#### [Work to be completed]
Express the lines of the entries below as a JSON list of strings, one string per line with blank lines left out, starting at the line that contains "Expected behaviour: for every instance of the tree, put" and ending at the last line of the entries, both included.

#### [Record excerpts]
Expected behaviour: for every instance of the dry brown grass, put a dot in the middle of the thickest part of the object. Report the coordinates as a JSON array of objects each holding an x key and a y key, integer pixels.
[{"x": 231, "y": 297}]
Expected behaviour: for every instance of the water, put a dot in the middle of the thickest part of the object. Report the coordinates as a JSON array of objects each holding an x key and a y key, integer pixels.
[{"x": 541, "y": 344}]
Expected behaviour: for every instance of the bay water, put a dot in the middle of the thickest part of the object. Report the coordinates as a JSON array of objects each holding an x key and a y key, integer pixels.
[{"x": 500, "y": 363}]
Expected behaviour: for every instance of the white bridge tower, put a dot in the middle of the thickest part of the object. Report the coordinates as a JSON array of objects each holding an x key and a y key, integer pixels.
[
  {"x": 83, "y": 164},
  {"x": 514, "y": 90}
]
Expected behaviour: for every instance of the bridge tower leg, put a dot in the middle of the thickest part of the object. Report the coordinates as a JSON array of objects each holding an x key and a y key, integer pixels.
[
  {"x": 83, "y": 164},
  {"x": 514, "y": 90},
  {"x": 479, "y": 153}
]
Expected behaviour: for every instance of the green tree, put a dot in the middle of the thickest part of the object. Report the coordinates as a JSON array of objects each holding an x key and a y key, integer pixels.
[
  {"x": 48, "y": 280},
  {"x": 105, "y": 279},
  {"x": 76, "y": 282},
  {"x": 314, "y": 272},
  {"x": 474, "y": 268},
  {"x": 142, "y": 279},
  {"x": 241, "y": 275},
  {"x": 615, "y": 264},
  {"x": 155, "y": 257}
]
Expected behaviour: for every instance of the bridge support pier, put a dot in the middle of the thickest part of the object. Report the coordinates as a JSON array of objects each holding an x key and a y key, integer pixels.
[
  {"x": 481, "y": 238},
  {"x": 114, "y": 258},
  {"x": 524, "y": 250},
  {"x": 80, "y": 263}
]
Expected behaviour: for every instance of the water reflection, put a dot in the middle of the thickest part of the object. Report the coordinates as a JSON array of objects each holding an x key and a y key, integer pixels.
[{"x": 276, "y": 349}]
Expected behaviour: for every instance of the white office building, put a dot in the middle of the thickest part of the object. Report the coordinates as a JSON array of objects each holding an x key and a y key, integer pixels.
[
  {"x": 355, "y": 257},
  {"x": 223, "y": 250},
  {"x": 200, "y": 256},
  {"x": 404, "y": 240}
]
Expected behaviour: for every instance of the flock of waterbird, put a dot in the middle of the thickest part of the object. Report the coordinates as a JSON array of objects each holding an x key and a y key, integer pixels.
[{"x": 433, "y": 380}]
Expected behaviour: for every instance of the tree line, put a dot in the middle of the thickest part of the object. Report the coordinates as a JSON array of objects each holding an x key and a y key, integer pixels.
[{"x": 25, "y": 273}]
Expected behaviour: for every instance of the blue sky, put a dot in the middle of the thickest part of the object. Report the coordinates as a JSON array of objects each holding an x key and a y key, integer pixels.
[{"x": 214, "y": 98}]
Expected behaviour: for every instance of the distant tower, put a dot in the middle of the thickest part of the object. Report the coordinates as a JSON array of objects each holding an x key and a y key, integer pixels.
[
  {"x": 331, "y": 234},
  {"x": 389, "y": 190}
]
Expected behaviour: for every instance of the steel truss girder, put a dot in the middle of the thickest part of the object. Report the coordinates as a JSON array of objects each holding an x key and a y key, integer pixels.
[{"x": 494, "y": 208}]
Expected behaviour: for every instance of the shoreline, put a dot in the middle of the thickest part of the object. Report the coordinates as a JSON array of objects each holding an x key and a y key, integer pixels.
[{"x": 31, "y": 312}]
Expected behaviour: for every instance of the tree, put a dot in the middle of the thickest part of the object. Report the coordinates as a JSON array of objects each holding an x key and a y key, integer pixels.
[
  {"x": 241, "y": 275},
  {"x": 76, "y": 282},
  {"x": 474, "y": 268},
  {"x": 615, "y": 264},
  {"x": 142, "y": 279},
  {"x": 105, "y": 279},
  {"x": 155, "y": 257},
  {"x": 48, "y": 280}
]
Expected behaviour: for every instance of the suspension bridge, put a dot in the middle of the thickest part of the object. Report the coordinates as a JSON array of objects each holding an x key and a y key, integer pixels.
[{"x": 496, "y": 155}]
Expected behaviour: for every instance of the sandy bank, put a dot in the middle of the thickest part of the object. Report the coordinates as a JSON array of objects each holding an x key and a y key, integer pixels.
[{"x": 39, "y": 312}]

#### [Expected answer]
[
  "Expected behaviour: for every instance of the tree, put a dot in the middle of the thickest part of the object. Report the coordinates as a JSON array of objects each holding an x key and a y key, integer pixels.",
  "[",
  "  {\"x\": 241, \"y\": 275},",
  "  {\"x\": 76, \"y\": 282},",
  "  {\"x\": 474, \"y\": 268},",
  "  {\"x\": 615, \"y\": 264},",
  "  {\"x\": 142, \"y\": 279},",
  "  {\"x\": 105, \"y\": 279},",
  "  {\"x\": 155, \"y\": 257},",
  "  {\"x\": 48, \"y\": 280}",
  "]",
  "Expected behaviour: for every instance of the suspension bridge, put a dot in the middle of the thickest part of the object. Report the coordinates as a JSON array of objects each holding an x key and a y key, integer pixels.",
  "[{\"x\": 496, \"y\": 155}]",
  "Expected behaviour: for every instance of the sandy bank, put a dot in the middle of the thickest part of the object. Report the coordinates as a JSON array of objects each holding an x key and a y key, integer pixels.",
  "[{\"x\": 39, \"y\": 312}]"
]